> Extracted records
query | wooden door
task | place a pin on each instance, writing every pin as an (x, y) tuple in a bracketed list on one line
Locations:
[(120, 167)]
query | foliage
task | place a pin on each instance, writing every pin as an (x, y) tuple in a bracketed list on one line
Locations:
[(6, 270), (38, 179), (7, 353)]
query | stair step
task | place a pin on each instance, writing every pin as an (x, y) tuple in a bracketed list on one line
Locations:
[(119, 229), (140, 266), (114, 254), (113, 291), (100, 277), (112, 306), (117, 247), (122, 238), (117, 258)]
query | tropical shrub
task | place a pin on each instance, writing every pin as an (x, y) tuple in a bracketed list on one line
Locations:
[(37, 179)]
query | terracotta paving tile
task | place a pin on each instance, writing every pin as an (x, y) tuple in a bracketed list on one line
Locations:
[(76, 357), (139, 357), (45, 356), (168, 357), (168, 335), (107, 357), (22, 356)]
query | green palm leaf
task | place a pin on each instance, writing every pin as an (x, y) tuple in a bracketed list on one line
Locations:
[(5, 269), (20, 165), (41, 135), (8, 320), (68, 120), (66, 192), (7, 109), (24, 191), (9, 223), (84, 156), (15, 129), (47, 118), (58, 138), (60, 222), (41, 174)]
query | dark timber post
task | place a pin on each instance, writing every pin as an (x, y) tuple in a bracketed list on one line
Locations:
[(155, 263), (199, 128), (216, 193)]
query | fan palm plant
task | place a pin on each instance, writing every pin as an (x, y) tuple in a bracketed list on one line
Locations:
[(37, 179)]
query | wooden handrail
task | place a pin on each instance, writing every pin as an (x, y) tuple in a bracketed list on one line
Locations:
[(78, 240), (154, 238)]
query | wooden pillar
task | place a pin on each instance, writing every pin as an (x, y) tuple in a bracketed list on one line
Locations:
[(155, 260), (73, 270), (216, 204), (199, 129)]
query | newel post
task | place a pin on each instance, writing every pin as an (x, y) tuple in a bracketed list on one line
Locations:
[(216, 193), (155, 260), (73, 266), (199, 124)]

> Job
Please copy the data word for word, from its first line through the line that holds "[(6, 270), (38, 179), (7, 353)]", with both ends included.

> Solved problem
query | wooden door
task | place a pin on each instance, writing every pin as an (x, y) tuple in a bracketed list on one line
Locations:
[(120, 167)]
query | foliage
task | place a pin on each instance, writing every pin as an (x, y) tuple in a bracketed list on one line
Locations:
[(6, 270), (38, 179), (7, 353)]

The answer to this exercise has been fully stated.